**Information shown**
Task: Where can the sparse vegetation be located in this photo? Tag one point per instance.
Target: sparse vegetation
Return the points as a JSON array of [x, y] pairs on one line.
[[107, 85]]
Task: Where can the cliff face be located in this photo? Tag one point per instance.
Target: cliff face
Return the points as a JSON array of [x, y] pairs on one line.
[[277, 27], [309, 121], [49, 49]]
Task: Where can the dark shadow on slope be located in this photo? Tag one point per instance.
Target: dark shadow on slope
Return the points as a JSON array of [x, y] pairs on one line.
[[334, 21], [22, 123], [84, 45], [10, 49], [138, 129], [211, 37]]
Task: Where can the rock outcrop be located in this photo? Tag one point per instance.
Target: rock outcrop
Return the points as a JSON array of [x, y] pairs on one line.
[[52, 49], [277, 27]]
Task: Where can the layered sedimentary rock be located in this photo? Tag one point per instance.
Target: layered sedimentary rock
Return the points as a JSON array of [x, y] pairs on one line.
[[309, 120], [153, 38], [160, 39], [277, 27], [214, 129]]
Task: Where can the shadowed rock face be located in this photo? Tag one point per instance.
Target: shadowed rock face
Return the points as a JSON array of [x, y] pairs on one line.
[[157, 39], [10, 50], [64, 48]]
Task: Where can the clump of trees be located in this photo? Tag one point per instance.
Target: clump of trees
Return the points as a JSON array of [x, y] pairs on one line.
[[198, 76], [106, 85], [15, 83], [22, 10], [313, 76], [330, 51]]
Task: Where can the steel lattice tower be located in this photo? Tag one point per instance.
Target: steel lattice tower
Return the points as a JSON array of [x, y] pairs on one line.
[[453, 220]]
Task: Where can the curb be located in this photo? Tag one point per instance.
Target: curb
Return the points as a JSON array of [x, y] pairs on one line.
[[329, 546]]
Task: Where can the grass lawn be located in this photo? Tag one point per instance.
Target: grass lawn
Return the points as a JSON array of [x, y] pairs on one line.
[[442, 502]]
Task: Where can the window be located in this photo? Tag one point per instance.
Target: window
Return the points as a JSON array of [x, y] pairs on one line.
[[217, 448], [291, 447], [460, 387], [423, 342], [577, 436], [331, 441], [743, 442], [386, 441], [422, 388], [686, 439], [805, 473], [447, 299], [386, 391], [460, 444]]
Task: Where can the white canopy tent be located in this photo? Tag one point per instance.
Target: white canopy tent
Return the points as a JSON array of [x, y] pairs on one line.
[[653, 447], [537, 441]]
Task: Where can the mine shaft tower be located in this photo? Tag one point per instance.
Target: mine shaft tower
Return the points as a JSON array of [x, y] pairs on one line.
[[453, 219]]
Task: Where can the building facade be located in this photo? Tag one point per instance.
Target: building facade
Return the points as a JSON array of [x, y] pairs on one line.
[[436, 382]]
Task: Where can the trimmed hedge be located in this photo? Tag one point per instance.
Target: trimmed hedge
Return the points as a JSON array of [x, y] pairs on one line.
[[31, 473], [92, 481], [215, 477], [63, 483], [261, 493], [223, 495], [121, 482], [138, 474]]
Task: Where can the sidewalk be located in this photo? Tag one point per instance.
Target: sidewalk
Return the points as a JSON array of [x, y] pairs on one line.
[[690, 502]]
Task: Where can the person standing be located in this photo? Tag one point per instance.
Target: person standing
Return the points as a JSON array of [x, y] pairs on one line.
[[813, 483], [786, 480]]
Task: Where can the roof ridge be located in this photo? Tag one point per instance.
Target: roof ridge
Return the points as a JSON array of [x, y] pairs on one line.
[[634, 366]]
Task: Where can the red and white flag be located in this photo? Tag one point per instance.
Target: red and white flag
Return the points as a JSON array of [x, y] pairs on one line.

**Task to carry out**
Copy every row above word for word, keeping each line in its original order.

**Completed exercise**
Task: Where can the sparse vegetation be located in this photo? Tag one point per instance.
Target: sparse vegetation
Return the points as a JSON array of [x, y] pairs on one line.
[[107, 85]]
Task: Where can the cliff face be located in this photo? Tag one point per instance.
Target: cliff face
Return the points as a JSON array of [x, y] pairs on one line.
[[277, 27], [309, 121], [49, 49]]
Task: Where can the dark shadow on slope be located in this photo? Tag one point per instance.
Target: dark shadow on slope
Return the points as a JSON array of [x, y] pairs on one line.
[[334, 21], [22, 123], [84, 45], [10, 49], [138, 129], [211, 37]]
Task: Where can the rock outcrop be located in this photo? Tag one point per instance.
Target: rock outcrop
Return the points as a JSON array of [x, y] pairs on one line.
[[52, 49], [277, 27]]
Task: Where can the layered sedimentary rock be located in this photo? Tag one point per instance.
Target: layered sedimentary rock
Return the points as a JSON array of [x, y] pairs on one line.
[[309, 120], [153, 38], [160, 39], [277, 27], [214, 129]]
Task: Where can the shadowed rock face be located in this photo? Tag one point per instance.
Target: shadowed rock face
Return the points as a JSON array of [x, y] pairs on one line.
[[157, 39], [10, 50], [64, 48]]
Task: Where can the clump of trees be located in this photo? Tag one point per instance.
Target: clump of trees
Return the points as a JSON array of [x, y] pairs on one line.
[[198, 76], [106, 85], [15, 83], [22, 10], [313, 76], [330, 51]]
Task: Where can the steel lattice tower be located in this photo? Tag one point per instance.
Target: steel lattice tower
Return the points as a JSON array of [x, y] pairs on one line.
[[453, 220]]
Task: Where can the curb be located in this photo? Tag one point per instance.
Target: curb
Return the points as a JSON array of [x, y] pairs on one line.
[[329, 546]]
Task: Where can the grass lawn be located in this photo? Tag one point per instance.
Target: grass lawn
Return the points as a JSON array of [x, y] pairs on one line.
[[442, 502]]
Task: Where can the window be located in this photo? Tag one point per instance.
Target: window
Return the points as a JSON array of [x, y] pairs on one line.
[[217, 448], [291, 447], [460, 387], [423, 342], [577, 436], [331, 441], [743, 442], [386, 441], [422, 388], [686, 439], [805, 473], [447, 299], [386, 391], [460, 444]]
Task: Where can the white canopy tent be located in this photo? Tag one point per instance.
Target: white canopy tent
Return the points as a JSON array of [x, y] pairs on one line.
[[653, 447], [537, 441]]
Task: Where can the mine shaft tower be located in this photo? Tag one point per instance.
Target: mine shaft tower
Return the points as a JSON array of [x, y] pairs on one line.
[[453, 219]]
Task: Where can the building facade be located in this photo? Tag one point per instance.
Target: building facade
Return the points as a JSON array of [x, y] pairs on one line.
[[436, 382]]
Task: Where can the trimmed hedge be located in this photo? Tag one point per instance.
Target: trimmed hedge
Return the points as a JSON array of [x, y] pairs on one line.
[[31, 473], [92, 481], [215, 477], [63, 483], [261, 493], [223, 495], [121, 482], [138, 474]]
Task: Where can the sidewalk be located in this photo? Tag one point per instance.
Target: sidewalk
Return the points as a JSON array of [x, y] pairs on one line.
[[690, 502]]
Task: Where can the person standing be located in this photo? Tag one point per instance.
Target: person standing
Return the points as a JSON array of [x, y] pairs on one line.
[[813, 483], [786, 480]]
Task: Where can the roof ridge be located in this photo? Tag one point per instance.
Target: roof ridge
Return the points as a JSON array of [x, y] pairs on one line.
[[634, 366]]
Task: Where can the red and white flag be located in this photo? Tag one point per instance.
Target: red and white flag
Return the points as a JSON array of [x, y] pairs on one line.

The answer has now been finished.